→ **TASK STATEMENT**
Please reproduce word for word the portion of the sleep-streaming text starting with "In fact, that" and going on through "eat really fast.".

→ **TEXT TO READ**
/---

By 2022, a different category of creators was emerging, who found that they could boost numbers if they were willing to be disturbed in their sleep. This marked the dawn of “interactive” sleep-streaming.

Cosy lights and white noise machines were replaced with app-controlled sirens, speakers, laser lights and other props. In Queensland TikToker Jakey Boehm’s videos, he instructs viewers to “Control my room! Don’t let me sleep!” Viewers can pay to trigger loud Mexican music, set off strobe lights, activate an inflatable doll so that it rocks back and forth.

California-based Asian Andy’s offerings include text-to-speech disturbances where viewers can send him voice notes. One viewer urges him, over and over, to check if there’s someone outside his window.

This isn’t sleep, of course; it’s performance. It is no more an attempt to rest than mukbang is an attempt to refuel the body.

In fact, that streaming sub-genre has quite a lot in common with interactive sleep-streaming. Mukbang started out in South Korea, with lonely office-goers logging in and streaming their lunchtimes live, just for a sense that someone was with them. It soon became a vibrant pay-on-request genre, with people logging in to watch influencers eat strange foods or messy dishes, chomp loudly or eat really fast.

Both mukbang and sleep-streaming may have been born of the intense loneliness of our times (ironic in itself, given the many new ways we now have to connect with one another). But what both sub-categories come down to, in their current form, says consultant psychologist Kuldeep Datay, is power.

“These trends reflect an increasingly voyeuristic audience,” says Datay, who works with the social enterprise Institute for Psychological Health. “Our brain works on a reward principle and, for many, the reward no longer comes from just watching. It comes from shocking, troubling content or behaviour that gives the viewer an inflated sense of control over another person.”

\---

(Dataset records)
/---

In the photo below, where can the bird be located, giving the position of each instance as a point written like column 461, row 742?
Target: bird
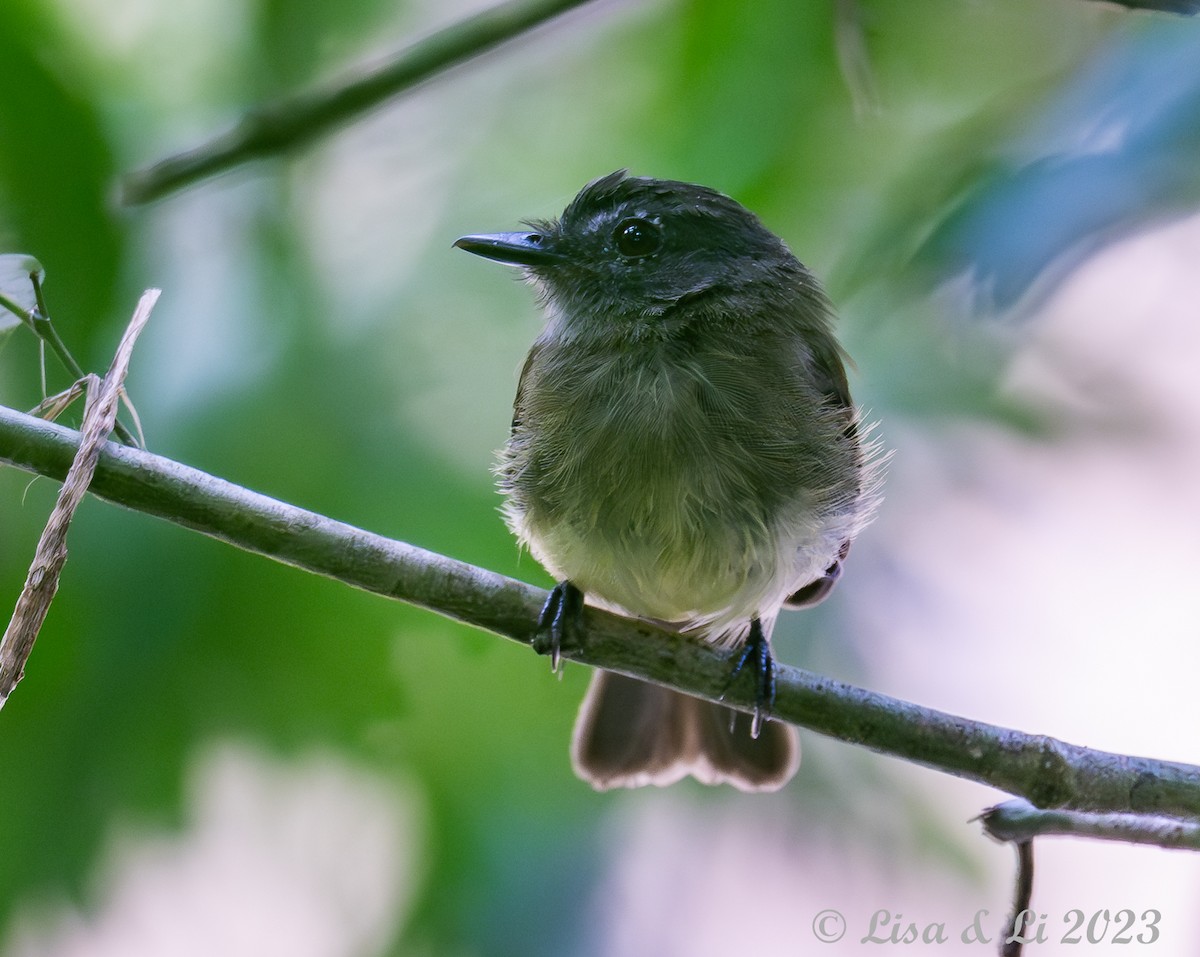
column 683, row 450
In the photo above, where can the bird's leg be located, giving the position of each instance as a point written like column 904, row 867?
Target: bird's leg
column 561, row 623
column 757, row 652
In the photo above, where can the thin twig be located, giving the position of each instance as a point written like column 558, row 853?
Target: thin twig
column 1047, row 771
column 274, row 128
column 37, row 320
column 1014, row 939
column 51, row 555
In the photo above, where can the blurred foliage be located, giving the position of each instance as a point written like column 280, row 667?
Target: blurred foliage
column 318, row 341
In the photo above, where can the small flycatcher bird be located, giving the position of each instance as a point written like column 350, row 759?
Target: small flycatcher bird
column 683, row 450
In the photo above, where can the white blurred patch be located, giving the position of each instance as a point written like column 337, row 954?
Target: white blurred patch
column 311, row 858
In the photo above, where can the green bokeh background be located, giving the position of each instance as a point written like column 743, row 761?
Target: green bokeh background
column 319, row 341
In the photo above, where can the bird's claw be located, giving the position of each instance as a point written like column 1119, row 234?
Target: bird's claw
column 559, row 624
column 756, row 651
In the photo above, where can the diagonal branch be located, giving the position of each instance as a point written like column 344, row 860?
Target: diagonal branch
column 1048, row 772
column 51, row 555
column 274, row 128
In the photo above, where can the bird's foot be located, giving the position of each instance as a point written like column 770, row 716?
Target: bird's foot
column 559, row 624
column 756, row 652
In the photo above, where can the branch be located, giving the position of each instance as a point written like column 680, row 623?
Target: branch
column 1186, row 7
column 275, row 127
column 1021, row 822
column 51, row 555
column 1047, row 771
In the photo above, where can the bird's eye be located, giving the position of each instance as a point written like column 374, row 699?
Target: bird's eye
column 637, row 238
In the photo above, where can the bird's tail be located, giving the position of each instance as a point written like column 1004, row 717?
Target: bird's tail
column 630, row 733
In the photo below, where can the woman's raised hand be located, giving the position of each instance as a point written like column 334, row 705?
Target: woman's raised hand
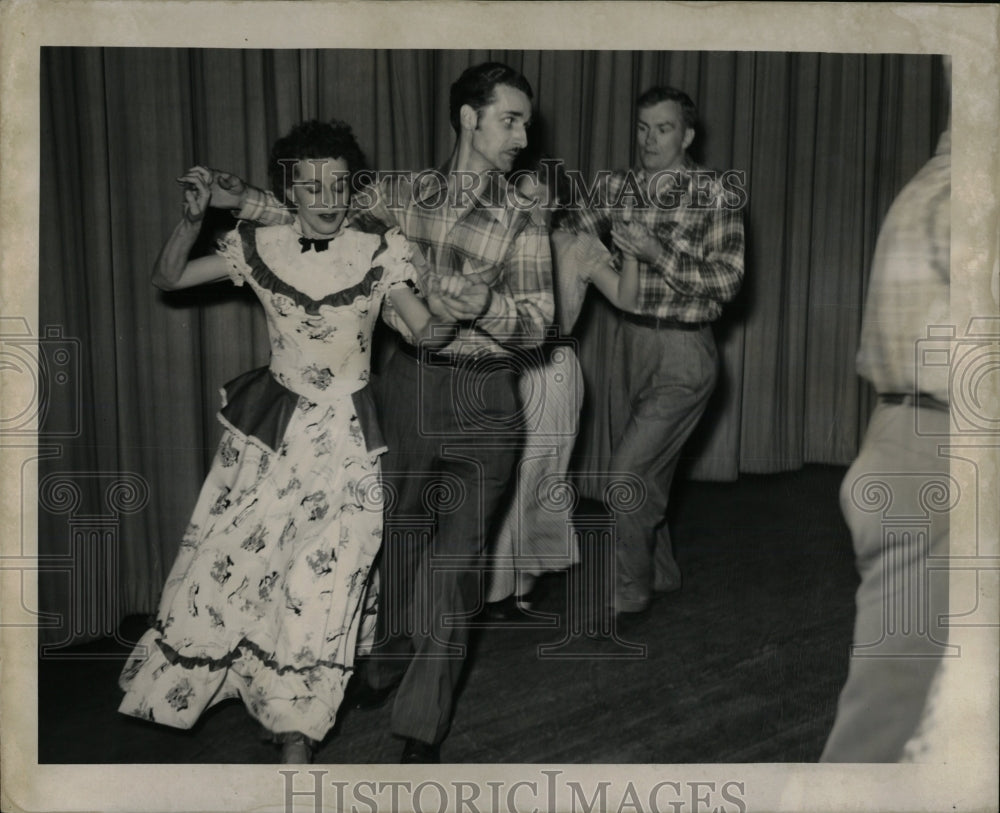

\---

→ **EXERCISE SOLUTION**
In fact, that streaming sub-genre has quite a lot in common with interactive sleep-streaming. Mukbang started out in South Korea, with lonely office-goers logging in and streaming their lunchtimes live, just for a sense that someone was with them. It soon became a vibrant pay-on-request genre, with people logging in to watch influencers eat strange foods or messy dishes, chomp loudly or eat really fast.